__EXERCISE OBJECTIVE__
Can you reproduce the data beneath, keeping every line exact?

__Dataset entries__
------------
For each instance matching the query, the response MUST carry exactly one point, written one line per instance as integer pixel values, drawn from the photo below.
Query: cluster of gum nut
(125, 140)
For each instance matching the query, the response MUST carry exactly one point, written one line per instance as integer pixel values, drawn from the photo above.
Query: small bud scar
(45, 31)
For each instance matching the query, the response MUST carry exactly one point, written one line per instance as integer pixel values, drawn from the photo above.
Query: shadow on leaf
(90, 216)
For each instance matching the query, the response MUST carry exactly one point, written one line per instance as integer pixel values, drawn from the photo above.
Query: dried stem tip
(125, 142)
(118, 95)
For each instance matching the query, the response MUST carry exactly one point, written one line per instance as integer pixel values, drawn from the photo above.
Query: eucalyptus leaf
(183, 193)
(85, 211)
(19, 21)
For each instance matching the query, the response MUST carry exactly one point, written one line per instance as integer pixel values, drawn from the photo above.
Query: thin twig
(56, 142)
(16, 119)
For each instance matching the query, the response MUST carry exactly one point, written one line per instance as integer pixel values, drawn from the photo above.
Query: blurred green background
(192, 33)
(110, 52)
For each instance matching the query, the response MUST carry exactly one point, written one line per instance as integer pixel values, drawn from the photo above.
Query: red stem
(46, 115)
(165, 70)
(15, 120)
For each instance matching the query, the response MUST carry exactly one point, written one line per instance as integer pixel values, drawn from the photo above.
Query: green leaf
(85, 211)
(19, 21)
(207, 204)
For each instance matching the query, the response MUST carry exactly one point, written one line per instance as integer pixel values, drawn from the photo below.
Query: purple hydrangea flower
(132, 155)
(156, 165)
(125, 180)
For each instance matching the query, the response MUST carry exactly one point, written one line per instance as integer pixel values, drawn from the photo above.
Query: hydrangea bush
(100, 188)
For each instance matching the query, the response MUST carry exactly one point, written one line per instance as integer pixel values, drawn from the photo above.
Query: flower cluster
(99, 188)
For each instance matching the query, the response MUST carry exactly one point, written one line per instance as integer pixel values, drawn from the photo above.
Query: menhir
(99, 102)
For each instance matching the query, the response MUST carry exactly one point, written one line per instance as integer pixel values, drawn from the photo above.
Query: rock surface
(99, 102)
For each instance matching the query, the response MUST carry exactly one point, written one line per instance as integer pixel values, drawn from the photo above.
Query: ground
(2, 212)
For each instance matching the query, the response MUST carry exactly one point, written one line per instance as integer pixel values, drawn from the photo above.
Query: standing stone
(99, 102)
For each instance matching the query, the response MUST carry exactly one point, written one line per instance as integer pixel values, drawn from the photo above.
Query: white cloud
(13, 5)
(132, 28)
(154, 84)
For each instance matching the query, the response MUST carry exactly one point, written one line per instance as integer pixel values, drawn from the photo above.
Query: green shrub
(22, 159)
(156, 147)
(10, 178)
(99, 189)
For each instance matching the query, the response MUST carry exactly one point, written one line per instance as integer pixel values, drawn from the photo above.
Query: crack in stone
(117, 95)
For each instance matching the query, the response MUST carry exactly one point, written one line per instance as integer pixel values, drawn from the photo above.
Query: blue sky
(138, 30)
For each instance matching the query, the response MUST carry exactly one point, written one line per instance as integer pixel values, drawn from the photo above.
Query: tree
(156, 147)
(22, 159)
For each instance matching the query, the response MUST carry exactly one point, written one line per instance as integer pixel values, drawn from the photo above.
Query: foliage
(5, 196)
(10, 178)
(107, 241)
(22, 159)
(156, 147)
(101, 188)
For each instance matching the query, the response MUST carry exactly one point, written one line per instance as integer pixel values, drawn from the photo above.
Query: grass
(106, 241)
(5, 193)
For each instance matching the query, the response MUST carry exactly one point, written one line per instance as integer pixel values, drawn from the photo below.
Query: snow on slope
------------
__SOLUTION FOR THIS TASK__
For each instance matching the query, the response MUST carry exactly one point, written one line per instance as integer pixel values, drawn from the photo below.
Query: cluster of gum nut
(125, 140)
For each instance matching the query, the response MUST carry exactly one point, written one line per instance as integer pixel values, drawn from the photo above.
Query: small bud scar
(45, 31)
For each instance matching the query, the response MUST carry exactly one point, written one line per instance as integer pixel values, drawn from the photo above.
Query: shadow on leaf
(90, 216)
For each instance matching the query, the response MUST carry exactly one point, written one line per instance as integer pixel values, drawn from the photo above.
Query: dried stem tip
(125, 142)
(118, 95)
For each instance matching the query, the response MUST carry exactly one point, written one line per instance as integer pixel values, drawn from the photo above.
Query: eucalyptus leaf
(183, 193)
(85, 211)
(19, 21)
For each instance matching the query, the response MUST carry exactly one point, written one line per instance as integer pixel values, drawn from the photo above.
Query: thin twig
(56, 142)
(16, 119)
For each instance matching the query, the response MUST carry exactly one point, written one line per instance as integer pixel values, drawn from the photo above.
Query: blurred green background
(192, 33)
(110, 52)
For each instance matching the query, the response MUST carry exactly one point, written one line per instance as integer pixel values, drawn from the photo above.
Query: red stem
(46, 115)
(165, 70)
(15, 120)
For each instance matching the query, the response MUST carry exactly one point, written one line per instance as integer pixel values, drawn from the photo above.
Query: green leaf
(85, 211)
(19, 21)
(207, 204)
For each instance matching the query, the response MUST carry exactly one point, written one line per instance as integer pixel values, drawn from the photo below.
Query: purple hydrangea flower
(132, 155)
(156, 165)
(125, 180)
For each instance matching the query, the response MUST carry exactly one point, written one line per instance as integer pixel values, drawn from the photo above.
Query: hydrangea bush
(100, 188)
For each instance matching the query, the response MUST carry exactly one point, written one line per instance as integer pixel values, drawn from the photo above.
Query: flower cluster
(99, 188)
For each instance matching the query, the response MUST carry exactly one point, written one line per instance as integer pixel values, drawn from the photo above.
Query: menhir
(99, 102)
For each instance matching the query, the response MUST carry exactly one point, written one line per instance as integer pixel values, drawn from the photo above.
Query: rock surface
(99, 102)
For each instance matching the query, the response MUST carry exactly one point, written one line per instance as integer pixel values, drawn from the photo above.
Query: ground
(2, 212)
For each instance matching the query, the response MUST carry exactly one point, written one line per instance as integer pixel values, drawn from the photo above.
Query: standing stone
(99, 102)
For each instance matching the query, the response MUST carry exactly one point, written one line per instance as integer pixel values, drawn from the photo above.
Query: white cloud
(13, 5)
(132, 28)
(154, 84)
For each instance matching the query, the response MUST carry exactly one point, written one line per instance as integer pixel values, drawn from the photo above.
Query: green shrub
(22, 159)
(156, 147)
(10, 178)
(99, 189)
For each instance matching the query, the response MUST carry exactly one point, written one line per instance as integer pixel values, drawn from the photo above.
Query: crack in stone
(117, 95)
For each instance matching the query, the response MUST carry exactly one point, written one line per instance as integer pixel values, drawn from the photo above.
Query: blue sky
(138, 30)
For each instance matching the query, the response MUST carry exactly one point, written one line per instance as integer pixel values, drawn from the photo above.
Query: tree
(156, 147)
(22, 159)
For each instance matching the query, the response MUST carry exactly one point, written one line per instance as integer pixel values, drawn from the photo above.
Query: foliage
(5, 196)
(10, 178)
(107, 241)
(22, 159)
(156, 147)
(101, 188)
For each instance matching the query, the response MUST carry exactly one point, written one line per instance as integer pixel values, drawn from the photo above.
Query: grass
(106, 241)
(5, 193)
For each instance matching the query, the response MUST carry exactly one point, written one line per instance as integer pixel values, drawn from the photo below.
Query: snow on slope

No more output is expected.